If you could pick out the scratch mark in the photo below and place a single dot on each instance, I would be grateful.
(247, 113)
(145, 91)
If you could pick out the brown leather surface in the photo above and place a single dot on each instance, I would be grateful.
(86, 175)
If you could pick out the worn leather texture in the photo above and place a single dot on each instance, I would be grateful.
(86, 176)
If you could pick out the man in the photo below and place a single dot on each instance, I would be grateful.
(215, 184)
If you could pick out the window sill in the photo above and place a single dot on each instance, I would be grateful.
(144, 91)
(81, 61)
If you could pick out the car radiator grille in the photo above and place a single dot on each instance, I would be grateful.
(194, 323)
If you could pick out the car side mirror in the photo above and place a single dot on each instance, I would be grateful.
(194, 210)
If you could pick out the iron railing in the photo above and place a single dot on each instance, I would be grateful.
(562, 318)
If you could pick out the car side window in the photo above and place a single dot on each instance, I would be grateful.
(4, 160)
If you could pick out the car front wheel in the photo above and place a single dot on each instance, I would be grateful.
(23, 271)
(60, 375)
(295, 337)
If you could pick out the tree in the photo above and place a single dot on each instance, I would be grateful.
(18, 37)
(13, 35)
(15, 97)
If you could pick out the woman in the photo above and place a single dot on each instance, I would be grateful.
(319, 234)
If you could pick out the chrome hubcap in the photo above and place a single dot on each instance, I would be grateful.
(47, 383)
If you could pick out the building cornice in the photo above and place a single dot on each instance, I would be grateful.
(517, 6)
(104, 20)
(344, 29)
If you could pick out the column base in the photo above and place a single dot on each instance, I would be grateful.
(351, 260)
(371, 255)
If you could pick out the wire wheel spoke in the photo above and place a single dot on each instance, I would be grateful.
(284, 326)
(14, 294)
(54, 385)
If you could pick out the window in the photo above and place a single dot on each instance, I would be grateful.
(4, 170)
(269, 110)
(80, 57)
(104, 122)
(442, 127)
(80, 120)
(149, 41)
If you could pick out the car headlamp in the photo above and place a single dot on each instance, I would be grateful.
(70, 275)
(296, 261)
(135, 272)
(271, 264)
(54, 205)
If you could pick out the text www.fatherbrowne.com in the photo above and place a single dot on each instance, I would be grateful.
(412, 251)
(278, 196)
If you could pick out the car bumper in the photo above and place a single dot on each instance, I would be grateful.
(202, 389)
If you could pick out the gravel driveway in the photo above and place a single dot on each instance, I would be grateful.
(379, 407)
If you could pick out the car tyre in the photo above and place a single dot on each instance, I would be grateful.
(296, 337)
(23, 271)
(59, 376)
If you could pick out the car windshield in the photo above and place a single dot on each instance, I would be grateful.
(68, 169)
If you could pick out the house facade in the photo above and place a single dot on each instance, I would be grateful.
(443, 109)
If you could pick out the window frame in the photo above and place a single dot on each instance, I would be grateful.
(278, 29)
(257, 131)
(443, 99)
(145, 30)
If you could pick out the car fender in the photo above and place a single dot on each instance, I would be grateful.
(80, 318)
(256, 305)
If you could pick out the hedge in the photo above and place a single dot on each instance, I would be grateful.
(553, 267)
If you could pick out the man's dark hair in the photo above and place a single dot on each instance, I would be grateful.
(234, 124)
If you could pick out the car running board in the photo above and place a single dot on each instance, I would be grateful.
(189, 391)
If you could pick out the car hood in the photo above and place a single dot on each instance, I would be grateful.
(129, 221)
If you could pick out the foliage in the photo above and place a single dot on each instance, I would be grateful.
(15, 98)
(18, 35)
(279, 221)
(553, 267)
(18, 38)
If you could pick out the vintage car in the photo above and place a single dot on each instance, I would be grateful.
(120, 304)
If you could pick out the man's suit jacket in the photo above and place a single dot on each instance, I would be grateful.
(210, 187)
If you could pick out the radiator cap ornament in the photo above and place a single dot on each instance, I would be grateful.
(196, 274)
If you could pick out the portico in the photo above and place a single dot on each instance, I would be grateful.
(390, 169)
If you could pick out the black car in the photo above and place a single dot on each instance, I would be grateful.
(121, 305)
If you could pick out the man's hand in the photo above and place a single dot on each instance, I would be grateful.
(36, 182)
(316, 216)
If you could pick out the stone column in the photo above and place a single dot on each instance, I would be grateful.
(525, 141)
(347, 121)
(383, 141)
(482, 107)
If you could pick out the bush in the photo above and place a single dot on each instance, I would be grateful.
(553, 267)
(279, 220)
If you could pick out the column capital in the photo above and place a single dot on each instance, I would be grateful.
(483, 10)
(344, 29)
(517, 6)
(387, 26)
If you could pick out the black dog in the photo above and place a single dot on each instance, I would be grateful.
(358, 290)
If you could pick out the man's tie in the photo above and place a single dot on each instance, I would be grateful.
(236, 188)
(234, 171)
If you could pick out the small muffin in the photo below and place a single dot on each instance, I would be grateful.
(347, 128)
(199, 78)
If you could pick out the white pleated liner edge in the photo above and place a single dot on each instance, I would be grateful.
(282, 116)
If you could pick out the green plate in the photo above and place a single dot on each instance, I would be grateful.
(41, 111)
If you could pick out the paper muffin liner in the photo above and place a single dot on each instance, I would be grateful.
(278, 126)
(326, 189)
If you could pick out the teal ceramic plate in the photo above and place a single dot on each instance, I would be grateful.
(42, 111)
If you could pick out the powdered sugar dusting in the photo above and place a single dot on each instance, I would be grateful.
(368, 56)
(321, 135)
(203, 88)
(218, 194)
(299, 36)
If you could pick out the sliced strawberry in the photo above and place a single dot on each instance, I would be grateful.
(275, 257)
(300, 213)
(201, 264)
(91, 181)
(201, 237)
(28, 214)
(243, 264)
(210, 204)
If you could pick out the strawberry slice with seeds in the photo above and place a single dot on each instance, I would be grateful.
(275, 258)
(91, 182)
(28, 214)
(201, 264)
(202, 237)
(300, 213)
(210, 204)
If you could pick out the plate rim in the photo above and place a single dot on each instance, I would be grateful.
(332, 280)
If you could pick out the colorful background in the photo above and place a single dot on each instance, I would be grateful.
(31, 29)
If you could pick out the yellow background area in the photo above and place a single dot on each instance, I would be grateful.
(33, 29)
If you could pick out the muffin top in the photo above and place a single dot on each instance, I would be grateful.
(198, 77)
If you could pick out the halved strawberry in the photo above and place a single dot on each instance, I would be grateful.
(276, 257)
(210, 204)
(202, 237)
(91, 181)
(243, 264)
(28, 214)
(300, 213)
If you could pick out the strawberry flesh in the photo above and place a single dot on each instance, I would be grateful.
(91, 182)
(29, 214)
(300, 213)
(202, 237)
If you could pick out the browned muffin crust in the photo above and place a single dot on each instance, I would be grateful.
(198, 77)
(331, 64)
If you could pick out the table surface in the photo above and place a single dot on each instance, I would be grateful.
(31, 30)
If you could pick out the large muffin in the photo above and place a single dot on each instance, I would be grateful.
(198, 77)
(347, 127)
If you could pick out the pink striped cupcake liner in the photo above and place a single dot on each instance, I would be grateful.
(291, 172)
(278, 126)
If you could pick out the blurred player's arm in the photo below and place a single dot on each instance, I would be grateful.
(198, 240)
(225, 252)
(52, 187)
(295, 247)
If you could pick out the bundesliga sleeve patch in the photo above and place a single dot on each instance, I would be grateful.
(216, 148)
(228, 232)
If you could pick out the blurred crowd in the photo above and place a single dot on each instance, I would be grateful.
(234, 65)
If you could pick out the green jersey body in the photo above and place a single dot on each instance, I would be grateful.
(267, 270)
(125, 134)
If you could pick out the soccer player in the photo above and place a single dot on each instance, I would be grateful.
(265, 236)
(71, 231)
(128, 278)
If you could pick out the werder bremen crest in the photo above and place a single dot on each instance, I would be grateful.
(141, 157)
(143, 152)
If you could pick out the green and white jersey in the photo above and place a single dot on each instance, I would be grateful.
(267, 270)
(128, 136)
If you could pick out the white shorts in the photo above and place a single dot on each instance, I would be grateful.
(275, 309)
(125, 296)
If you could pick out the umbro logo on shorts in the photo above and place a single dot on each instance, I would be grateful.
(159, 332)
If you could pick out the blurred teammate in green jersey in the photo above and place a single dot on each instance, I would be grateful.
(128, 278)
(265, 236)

━━━━━━━━

Exactly as written, give the line containing "If you could pick out the green and" and all remaining lines of the records.

If you could pick out the green and white jersey in the photo above and place a single dot on each instance, I would be grateful.
(267, 270)
(128, 136)
If you could pick out the white shorts in the photo above and place a single dot on each instance, I would be grateful.
(275, 309)
(125, 296)
If you could pick out the umbro logo on shorts in the photo above and place a single dot on each instance, I would be grateful.
(159, 332)
If you could pick out the blurred teammate in green jersey in the photo above and place a single dot on each instance, I would be grateful.
(128, 278)
(265, 236)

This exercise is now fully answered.